## QUOTED PASSAGE
Kel Mitchell is one of several actors and comedians whose careers were launched on Nickelodeon, the kids' cable channel, when they were still in their teens. Mitchell's trajectory began with a slot on Nickelodeon's sketch-comedy show All That in the mid-1990s, which led to a starring role as the hapless Ed in the 1997 comedy Good Burger.

Mitchell was born on August 25, 1978, in Chicago and was acting in community theater productions by the age of thirteen. Aria, a local talent agency, signed him with its film and television division after seeing one stage performance. He soon became a veteran of the auditioning process, but when invited to try out for a new series planned for Nickelodeon, the materials for the monologue he was supposed to perform were sent late, and he had little time to prepare; he also had two tests in school that day. “I messed up on it and I didn't really know it. So I came in there and I forgot it, I just went blank,” he told Allan Johnson in an article that appeared in the Buffalo News. The producers allowed him to do it over, suggesting he perform the monologue as a stand-up routine instead with some improvisation; he proved so skilled at the latter request that the producers did not hesitate in offering him a role on what would become Nickelodeon's version of Saturday Night Live, the long-running sketch-comedy series on NBC.

## REQUIRED TASKS
A: In the Kel Mitchell profile, what did the producers suggest after he went blank during his monologue?
B: Continue the Kel Mitchell profile from where it stops.

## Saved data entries

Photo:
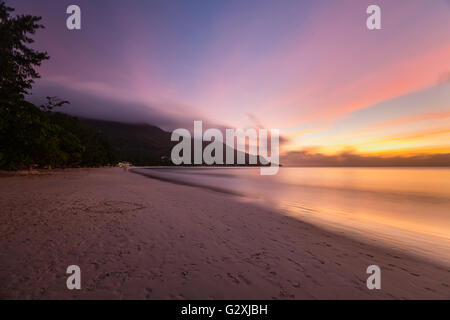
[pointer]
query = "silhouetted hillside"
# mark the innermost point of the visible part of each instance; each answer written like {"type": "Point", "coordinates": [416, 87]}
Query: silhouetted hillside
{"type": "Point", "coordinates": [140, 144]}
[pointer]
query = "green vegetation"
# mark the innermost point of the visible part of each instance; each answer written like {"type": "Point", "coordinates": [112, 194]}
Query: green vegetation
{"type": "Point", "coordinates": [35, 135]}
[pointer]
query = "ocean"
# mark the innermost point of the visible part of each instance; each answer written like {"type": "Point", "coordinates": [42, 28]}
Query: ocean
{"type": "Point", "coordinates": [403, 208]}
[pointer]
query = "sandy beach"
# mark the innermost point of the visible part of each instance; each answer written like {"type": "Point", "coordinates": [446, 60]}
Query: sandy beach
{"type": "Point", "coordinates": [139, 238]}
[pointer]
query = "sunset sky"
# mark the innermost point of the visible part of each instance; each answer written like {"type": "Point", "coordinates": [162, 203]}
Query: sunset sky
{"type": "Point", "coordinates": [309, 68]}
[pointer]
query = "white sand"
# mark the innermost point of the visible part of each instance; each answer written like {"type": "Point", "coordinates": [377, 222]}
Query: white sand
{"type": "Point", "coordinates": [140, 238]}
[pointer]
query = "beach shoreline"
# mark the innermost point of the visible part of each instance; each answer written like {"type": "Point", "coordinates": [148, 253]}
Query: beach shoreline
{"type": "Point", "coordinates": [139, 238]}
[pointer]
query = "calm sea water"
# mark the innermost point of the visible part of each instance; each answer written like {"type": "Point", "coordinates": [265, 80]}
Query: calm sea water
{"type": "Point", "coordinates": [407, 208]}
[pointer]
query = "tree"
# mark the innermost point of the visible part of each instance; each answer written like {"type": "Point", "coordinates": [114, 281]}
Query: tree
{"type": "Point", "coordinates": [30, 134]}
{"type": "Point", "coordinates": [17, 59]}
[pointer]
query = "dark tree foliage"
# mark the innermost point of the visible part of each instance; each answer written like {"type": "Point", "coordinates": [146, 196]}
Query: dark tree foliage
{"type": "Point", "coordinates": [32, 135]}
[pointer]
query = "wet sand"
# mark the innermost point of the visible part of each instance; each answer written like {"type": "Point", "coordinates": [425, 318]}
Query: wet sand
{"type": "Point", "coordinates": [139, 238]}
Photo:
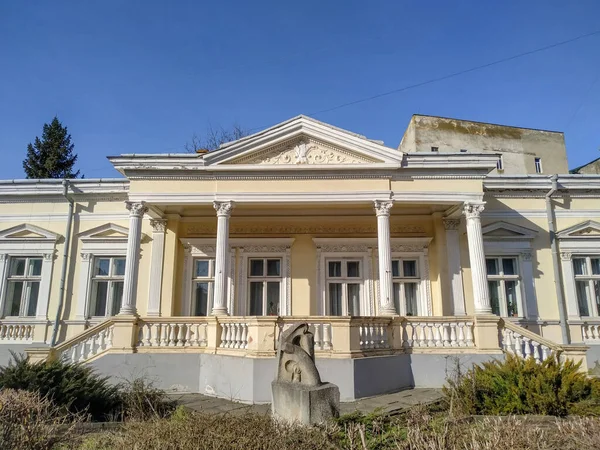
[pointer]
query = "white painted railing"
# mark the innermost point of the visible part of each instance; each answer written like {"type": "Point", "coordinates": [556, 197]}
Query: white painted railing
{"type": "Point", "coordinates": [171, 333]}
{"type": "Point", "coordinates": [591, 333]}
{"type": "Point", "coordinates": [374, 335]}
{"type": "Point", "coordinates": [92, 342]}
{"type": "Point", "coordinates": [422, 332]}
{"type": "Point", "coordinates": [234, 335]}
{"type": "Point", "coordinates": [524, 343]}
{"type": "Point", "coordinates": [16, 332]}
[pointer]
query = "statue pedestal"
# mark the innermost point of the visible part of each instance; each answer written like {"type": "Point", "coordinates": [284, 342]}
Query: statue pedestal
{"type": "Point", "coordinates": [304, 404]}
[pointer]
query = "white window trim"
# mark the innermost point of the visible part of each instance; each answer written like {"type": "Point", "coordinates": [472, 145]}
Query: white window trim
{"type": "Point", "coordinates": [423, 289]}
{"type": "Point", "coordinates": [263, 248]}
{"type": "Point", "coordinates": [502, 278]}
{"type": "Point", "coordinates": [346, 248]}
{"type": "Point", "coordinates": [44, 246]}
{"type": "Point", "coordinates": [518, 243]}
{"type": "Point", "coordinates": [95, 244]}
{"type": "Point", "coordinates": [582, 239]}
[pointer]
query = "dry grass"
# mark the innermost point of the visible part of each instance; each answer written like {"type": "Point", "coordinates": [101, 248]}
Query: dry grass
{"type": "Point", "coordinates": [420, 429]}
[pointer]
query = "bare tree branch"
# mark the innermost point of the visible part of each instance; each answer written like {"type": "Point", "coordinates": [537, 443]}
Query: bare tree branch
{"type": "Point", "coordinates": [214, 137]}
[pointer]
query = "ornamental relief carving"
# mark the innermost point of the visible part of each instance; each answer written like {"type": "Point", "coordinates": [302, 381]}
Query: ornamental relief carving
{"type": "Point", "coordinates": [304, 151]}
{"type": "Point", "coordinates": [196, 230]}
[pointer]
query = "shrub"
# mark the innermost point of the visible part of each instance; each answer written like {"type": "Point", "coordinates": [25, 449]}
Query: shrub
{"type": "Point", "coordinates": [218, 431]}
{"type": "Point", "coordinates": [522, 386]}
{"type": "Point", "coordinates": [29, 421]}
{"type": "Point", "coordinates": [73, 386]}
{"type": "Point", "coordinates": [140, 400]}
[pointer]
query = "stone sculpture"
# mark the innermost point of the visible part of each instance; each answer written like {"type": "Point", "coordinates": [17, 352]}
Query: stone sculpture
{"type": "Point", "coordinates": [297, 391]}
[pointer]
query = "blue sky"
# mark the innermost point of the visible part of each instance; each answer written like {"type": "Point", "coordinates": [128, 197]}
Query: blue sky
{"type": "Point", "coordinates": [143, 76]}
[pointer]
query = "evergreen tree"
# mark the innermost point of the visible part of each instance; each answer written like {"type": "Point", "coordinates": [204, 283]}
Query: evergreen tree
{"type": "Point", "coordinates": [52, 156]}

* * *

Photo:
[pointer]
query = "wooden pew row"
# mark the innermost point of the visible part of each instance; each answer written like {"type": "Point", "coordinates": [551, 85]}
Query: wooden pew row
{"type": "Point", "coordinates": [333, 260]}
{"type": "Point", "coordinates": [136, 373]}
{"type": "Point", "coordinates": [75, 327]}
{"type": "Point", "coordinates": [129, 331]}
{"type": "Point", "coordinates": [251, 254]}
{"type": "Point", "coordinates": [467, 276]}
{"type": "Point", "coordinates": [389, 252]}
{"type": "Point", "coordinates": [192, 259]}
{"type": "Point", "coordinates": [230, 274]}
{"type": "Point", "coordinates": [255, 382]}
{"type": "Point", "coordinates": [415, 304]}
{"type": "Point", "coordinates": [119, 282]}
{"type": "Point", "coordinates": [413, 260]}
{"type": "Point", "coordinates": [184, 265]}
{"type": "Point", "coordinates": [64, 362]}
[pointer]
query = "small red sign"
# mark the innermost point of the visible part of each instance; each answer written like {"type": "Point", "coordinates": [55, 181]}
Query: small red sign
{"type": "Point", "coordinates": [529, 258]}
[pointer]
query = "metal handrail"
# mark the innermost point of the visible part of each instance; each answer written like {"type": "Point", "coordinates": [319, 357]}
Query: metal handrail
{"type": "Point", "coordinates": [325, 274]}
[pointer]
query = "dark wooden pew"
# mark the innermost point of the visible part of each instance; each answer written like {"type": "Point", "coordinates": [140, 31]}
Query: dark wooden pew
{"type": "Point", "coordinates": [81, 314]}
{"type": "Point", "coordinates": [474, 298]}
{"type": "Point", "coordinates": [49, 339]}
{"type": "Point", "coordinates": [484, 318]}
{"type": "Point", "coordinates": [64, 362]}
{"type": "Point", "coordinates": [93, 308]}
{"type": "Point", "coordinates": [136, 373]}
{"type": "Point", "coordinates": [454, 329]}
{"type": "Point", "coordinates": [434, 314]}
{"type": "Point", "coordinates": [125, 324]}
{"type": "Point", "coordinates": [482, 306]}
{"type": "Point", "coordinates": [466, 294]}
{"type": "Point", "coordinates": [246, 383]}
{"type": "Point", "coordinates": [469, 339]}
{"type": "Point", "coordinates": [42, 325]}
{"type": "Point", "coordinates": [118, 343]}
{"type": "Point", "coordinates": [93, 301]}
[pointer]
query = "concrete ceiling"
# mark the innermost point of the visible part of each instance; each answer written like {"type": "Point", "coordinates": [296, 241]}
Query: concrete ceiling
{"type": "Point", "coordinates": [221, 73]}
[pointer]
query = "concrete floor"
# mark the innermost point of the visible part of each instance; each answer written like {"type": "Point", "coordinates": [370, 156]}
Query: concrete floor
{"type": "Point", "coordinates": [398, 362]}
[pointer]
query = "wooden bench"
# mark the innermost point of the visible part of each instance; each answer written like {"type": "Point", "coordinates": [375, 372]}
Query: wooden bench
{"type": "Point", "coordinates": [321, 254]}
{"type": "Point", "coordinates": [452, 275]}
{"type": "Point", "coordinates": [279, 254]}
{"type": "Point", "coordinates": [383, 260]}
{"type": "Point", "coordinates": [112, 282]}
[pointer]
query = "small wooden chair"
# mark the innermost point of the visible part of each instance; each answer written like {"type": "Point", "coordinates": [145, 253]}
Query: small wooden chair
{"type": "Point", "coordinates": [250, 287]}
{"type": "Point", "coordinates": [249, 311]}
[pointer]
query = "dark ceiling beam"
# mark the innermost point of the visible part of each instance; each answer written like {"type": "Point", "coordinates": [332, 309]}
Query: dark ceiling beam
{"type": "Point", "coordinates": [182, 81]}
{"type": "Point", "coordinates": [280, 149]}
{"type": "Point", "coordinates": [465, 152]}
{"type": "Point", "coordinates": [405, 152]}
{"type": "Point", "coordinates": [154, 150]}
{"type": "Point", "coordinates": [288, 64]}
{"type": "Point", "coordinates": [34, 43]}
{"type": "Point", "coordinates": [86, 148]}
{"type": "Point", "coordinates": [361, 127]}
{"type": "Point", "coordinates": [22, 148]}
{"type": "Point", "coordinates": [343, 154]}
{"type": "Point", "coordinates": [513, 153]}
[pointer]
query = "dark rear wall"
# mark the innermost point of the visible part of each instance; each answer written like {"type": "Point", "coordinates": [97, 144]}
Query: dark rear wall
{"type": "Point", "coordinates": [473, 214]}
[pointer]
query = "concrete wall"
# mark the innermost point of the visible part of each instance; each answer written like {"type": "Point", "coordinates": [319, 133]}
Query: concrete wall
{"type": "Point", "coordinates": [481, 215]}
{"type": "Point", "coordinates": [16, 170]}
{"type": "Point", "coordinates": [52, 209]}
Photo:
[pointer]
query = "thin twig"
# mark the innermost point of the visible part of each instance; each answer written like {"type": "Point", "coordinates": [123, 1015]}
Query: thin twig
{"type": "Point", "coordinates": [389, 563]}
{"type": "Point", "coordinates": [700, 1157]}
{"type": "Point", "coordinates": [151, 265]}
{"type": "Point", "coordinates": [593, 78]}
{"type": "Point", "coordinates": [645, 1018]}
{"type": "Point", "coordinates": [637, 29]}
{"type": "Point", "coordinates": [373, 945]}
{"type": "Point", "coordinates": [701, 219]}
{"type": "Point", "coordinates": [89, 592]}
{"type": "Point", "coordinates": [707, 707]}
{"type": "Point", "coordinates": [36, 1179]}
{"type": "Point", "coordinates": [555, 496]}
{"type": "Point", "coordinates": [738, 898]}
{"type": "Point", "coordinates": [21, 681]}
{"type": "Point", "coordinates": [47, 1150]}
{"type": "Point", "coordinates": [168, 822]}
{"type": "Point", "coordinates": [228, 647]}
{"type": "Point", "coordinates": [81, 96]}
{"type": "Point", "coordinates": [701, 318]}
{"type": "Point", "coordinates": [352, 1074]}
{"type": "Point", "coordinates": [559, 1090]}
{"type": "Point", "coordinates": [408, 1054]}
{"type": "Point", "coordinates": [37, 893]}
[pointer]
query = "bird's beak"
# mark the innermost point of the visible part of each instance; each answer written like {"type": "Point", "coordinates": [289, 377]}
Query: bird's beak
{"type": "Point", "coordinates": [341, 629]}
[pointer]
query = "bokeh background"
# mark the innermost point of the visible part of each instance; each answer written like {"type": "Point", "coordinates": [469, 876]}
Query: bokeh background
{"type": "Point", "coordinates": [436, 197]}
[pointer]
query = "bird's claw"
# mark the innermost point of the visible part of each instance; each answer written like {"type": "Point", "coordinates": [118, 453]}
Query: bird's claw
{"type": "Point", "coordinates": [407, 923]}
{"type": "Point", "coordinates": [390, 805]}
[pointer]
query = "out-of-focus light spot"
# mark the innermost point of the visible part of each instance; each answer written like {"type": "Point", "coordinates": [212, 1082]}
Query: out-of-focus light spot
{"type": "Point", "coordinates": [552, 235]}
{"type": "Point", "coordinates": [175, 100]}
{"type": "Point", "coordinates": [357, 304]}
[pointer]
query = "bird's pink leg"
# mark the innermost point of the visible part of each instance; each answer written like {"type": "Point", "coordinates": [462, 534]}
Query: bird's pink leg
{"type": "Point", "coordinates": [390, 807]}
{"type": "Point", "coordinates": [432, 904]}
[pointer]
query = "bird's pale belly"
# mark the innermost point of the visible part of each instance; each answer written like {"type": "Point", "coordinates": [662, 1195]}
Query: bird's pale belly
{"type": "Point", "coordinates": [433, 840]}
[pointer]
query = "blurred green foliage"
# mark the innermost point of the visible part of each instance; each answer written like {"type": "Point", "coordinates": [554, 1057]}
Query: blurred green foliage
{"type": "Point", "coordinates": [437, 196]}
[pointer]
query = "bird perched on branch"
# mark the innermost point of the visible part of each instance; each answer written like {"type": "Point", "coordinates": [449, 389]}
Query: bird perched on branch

* * *

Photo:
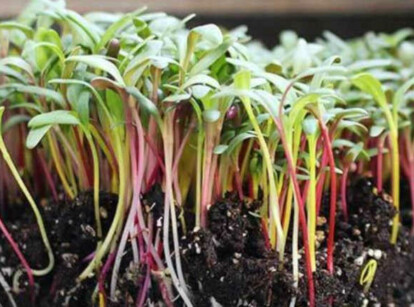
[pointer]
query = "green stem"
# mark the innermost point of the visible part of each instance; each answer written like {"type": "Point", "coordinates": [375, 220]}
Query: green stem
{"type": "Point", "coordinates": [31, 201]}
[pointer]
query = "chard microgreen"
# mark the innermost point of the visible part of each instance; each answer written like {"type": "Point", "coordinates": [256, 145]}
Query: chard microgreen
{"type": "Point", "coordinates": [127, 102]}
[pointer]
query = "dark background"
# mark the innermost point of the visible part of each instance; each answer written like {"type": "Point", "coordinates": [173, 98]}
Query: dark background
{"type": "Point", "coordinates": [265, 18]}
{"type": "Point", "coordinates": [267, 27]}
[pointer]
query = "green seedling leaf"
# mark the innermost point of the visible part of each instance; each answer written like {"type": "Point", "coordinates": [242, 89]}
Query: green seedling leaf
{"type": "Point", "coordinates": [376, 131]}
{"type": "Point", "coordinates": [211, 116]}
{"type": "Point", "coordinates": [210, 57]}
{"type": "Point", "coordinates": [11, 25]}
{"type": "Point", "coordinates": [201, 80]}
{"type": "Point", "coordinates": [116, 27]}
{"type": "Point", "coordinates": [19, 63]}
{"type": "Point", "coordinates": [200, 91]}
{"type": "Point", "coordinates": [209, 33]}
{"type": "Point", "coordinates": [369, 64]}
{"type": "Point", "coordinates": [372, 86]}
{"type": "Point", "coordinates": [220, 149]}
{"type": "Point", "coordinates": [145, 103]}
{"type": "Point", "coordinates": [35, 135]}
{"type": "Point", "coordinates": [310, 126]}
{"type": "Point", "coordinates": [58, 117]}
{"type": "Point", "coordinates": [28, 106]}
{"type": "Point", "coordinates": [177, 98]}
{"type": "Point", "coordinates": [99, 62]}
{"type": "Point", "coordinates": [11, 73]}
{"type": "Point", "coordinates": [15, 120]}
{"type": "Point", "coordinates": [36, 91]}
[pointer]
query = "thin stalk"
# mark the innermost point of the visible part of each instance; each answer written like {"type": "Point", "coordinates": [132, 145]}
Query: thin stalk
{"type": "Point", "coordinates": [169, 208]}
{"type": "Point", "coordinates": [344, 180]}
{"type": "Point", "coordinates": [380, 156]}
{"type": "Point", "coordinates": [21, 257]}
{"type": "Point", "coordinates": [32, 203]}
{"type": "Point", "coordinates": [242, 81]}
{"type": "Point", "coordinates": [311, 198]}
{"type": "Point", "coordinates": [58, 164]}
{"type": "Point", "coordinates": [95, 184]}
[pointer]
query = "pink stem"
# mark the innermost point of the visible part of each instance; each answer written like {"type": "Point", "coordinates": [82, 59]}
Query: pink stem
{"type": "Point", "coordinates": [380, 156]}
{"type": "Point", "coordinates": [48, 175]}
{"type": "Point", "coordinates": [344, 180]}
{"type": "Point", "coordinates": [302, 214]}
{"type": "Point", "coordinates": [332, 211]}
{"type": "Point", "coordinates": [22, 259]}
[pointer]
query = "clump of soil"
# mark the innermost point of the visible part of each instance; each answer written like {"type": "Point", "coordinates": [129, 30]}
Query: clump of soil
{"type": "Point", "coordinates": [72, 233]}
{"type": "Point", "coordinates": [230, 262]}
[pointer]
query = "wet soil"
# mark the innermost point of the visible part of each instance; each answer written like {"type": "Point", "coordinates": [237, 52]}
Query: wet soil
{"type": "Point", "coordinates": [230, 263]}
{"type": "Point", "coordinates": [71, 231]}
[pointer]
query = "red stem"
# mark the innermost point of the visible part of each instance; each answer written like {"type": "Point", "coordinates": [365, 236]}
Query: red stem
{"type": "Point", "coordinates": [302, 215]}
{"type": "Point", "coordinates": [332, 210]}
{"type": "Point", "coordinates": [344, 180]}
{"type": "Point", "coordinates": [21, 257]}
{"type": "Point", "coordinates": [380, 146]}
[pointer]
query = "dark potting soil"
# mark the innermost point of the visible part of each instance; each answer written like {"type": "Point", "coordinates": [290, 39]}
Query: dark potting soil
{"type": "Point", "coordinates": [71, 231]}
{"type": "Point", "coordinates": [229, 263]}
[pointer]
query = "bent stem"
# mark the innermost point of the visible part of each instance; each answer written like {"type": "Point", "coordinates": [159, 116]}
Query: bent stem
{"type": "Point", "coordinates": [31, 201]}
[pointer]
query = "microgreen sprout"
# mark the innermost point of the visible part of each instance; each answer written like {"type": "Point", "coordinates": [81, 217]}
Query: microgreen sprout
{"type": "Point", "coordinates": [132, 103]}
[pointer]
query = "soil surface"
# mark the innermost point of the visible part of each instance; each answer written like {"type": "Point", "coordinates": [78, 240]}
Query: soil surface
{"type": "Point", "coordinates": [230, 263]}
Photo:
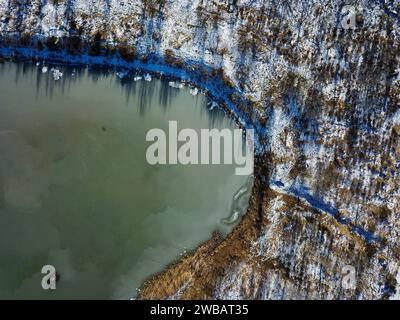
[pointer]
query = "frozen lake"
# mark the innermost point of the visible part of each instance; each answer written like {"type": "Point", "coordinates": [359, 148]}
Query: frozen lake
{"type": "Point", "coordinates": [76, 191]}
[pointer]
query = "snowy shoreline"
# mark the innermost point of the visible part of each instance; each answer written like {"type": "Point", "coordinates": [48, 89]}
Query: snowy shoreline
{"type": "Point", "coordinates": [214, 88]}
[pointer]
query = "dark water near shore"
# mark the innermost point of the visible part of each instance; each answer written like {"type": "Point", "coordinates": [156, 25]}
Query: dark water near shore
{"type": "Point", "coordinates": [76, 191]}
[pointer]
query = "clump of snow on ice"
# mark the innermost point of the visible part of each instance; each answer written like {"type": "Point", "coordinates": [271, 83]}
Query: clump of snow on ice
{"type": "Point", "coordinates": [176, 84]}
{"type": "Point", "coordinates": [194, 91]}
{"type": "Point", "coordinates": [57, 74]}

## FINAL ANSWERS
A: They suggested he perform the monologue as a stand-up routine with some improvisation.

B:
Mitchell was one of seven young actors and comedians who served as All That's cast in its first few seasons, along with Nick Cannon and Amanda Bynes. The series was taped at Nickelodeon's studios in Orlando, Florida, and Mitchell told very few of his friends back home in Chicago about the job. “I didn't want everybody to know, because I didn't want it to seem like I was stuck up,” he confessed in the interview with Johnson for the Buffalo News. Only during his senior year, when a new crop of freshman entered the school and recognized him from All That, did he become a minor celebrity at school.

One of his fellow cast mates on All That was Atlanta native Kenan Thompson, and the duo began teaming up for improvised bits. “The first time we really hit it off was when we played these two old men, Mavis and Clavis,” Mitchell told Mal Vincent of the Virginian Pilot. “They can't hear. They can't see. They're pretty funny. We were on the same wave.” The director of All That, Brian Robbins, saw the potential in the pair. “The chemistry between them—they had us dying on the first run-through,” Robbins recounted to Janet Weeks, a writer for the Los Angeles Daily News. “They had these brain waves. It was magic. After we did the first season of ‘All That,’ we all knew that these guys had to have their own show.”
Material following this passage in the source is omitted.